DATASET CONTENT Block Start

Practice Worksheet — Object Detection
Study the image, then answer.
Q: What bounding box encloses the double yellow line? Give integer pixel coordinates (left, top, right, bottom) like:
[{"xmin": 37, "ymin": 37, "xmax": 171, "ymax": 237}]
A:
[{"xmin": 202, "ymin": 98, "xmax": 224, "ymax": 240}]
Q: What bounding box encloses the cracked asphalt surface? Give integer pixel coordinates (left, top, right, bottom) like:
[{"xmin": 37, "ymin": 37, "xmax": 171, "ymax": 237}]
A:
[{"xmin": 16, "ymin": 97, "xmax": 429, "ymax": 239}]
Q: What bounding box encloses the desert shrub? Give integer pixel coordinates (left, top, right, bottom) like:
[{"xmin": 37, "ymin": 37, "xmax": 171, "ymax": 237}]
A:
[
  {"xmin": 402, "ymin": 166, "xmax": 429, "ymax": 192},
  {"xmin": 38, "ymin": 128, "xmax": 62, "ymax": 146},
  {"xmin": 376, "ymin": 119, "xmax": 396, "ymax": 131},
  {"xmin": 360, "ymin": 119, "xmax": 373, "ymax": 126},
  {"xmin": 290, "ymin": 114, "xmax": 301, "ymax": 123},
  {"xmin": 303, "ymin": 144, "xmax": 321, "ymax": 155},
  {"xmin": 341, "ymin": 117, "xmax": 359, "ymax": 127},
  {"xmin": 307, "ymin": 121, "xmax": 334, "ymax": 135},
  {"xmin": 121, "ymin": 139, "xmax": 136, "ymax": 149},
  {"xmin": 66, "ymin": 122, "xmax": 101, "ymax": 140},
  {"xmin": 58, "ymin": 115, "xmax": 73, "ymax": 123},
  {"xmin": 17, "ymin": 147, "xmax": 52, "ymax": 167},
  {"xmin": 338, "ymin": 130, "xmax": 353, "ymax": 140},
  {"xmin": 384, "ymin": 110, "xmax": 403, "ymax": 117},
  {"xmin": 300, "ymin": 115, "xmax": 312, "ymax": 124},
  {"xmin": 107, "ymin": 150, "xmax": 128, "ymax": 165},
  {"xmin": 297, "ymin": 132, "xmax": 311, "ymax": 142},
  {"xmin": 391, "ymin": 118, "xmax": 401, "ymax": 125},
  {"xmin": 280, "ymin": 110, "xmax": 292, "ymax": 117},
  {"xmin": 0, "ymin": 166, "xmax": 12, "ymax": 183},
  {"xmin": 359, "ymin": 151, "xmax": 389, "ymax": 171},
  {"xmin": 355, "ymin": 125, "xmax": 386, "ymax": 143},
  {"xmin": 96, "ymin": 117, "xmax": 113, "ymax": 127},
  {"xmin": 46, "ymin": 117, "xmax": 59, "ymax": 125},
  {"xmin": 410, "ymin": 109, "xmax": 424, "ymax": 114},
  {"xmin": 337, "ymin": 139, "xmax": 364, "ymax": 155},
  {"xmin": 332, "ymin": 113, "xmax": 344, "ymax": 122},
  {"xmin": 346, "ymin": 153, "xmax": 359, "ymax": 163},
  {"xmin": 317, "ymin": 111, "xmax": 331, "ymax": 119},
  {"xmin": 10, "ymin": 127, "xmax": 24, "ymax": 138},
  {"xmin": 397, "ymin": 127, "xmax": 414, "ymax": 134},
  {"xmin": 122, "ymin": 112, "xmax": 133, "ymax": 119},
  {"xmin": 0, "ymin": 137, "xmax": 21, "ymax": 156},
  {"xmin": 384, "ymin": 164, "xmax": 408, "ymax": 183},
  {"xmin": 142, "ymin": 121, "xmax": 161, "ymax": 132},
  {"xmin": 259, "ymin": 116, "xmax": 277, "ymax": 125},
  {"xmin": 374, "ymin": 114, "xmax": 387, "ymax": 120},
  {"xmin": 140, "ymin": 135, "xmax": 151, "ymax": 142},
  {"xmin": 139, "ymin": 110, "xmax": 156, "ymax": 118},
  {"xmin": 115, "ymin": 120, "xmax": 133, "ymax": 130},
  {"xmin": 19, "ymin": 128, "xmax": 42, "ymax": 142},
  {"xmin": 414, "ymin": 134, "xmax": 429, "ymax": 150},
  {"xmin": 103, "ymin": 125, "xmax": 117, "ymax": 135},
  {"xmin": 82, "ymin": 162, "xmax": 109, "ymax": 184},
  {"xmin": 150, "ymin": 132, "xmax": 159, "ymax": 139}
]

DATASET CONTENT Block End

• BRIEF: Restate the entries above. Match them exactly.

• WRITTEN RESPONSE:
Practice Worksheet — Object Detection
Study the image, then answer.
Q: What bounding box encloses the double yellow line? Give integer pixel coordinates (left, top, right, bottom) like:
[{"xmin": 37, "ymin": 37, "xmax": 171, "ymax": 237}]
A:
[{"xmin": 202, "ymin": 98, "xmax": 224, "ymax": 240}]
Q: What bounding box encloses the cracked asphalt surface? Give integer pixel coordinates (left, top, right, bottom) like:
[{"xmin": 37, "ymin": 37, "xmax": 171, "ymax": 237}]
A:
[{"xmin": 16, "ymin": 97, "xmax": 429, "ymax": 239}]
Q: What bounding box encloses the desert shrub? Give integer pixel coordinates (left, top, right, bottom) like:
[{"xmin": 37, "ymin": 37, "xmax": 171, "ymax": 237}]
A:
[
  {"xmin": 402, "ymin": 166, "xmax": 429, "ymax": 192},
  {"xmin": 38, "ymin": 128, "xmax": 62, "ymax": 146},
  {"xmin": 376, "ymin": 119, "xmax": 396, "ymax": 131},
  {"xmin": 360, "ymin": 119, "xmax": 373, "ymax": 126},
  {"xmin": 290, "ymin": 114, "xmax": 301, "ymax": 123},
  {"xmin": 303, "ymin": 144, "xmax": 321, "ymax": 155},
  {"xmin": 341, "ymin": 117, "xmax": 359, "ymax": 127},
  {"xmin": 307, "ymin": 121, "xmax": 334, "ymax": 135},
  {"xmin": 121, "ymin": 139, "xmax": 136, "ymax": 149},
  {"xmin": 66, "ymin": 122, "xmax": 101, "ymax": 140},
  {"xmin": 58, "ymin": 115, "xmax": 73, "ymax": 123},
  {"xmin": 17, "ymin": 147, "xmax": 52, "ymax": 167},
  {"xmin": 338, "ymin": 130, "xmax": 353, "ymax": 140},
  {"xmin": 384, "ymin": 110, "xmax": 403, "ymax": 117},
  {"xmin": 300, "ymin": 115, "xmax": 312, "ymax": 124},
  {"xmin": 107, "ymin": 150, "xmax": 128, "ymax": 165},
  {"xmin": 297, "ymin": 132, "xmax": 311, "ymax": 142},
  {"xmin": 391, "ymin": 118, "xmax": 401, "ymax": 125},
  {"xmin": 280, "ymin": 110, "xmax": 292, "ymax": 117},
  {"xmin": 0, "ymin": 166, "xmax": 12, "ymax": 183},
  {"xmin": 359, "ymin": 151, "xmax": 389, "ymax": 171},
  {"xmin": 355, "ymin": 125, "xmax": 386, "ymax": 143},
  {"xmin": 96, "ymin": 117, "xmax": 113, "ymax": 127},
  {"xmin": 46, "ymin": 117, "xmax": 59, "ymax": 125},
  {"xmin": 410, "ymin": 109, "xmax": 424, "ymax": 114},
  {"xmin": 337, "ymin": 139, "xmax": 364, "ymax": 155},
  {"xmin": 332, "ymin": 113, "xmax": 344, "ymax": 122},
  {"xmin": 346, "ymin": 153, "xmax": 359, "ymax": 163},
  {"xmin": 317, "ymin": 111, "xmax": 331, "ymax": 119},
  {"xmin": 10, "ymin": 127, "xmax": 24, "ymax": 138},
  {"xmin": 397, "ymin": 127, "xmax": 414, "ymax": 134},
  {"xmin": 122, "ymin": 112, "xmax": 133, "ymax": 119},
  {"xmin": 0, "ymin": 137, "xmax": 21, "ymax": 156},
  {"xmin": 384, "ymin": 164, "xmax": 408, "ymax": 183},
  {"xmin": 142, "ymin": 121, "xmax": 161, "ymax": 132},
  {"xmin": 259, "ymin": 116, "xmax": 277, "ymax": 125},
  {"xmin": 374, "ymin": 114, "xmax": 387, "ymax": 120},
  {"xmin": 140, "ymin": 135, "xmax": 151, "ymax": 142},
  {"xmin": 139, "ymin": 110, "xmax": 156, "ymax": 118},
  {"xmin": 115, "ymin": 120, "xmax": 133, "ymax": 130},
  {"xmin": 19, "ymin": 128, "xmax": 42, "ymax": 142},
  {"xmin": 414, "ymin": 134, "xmax": 429, "ymax": 150},
  {"xmin": 103, "ymin": 125, "xmax": 117, "ymax": 135},
  {"xmin": 82, "ymin": 162, "xmax": 109, "ymax": 184},
  {"xmin": 150, "ymin": 132, "xmax": 159, "ymax": 139}
]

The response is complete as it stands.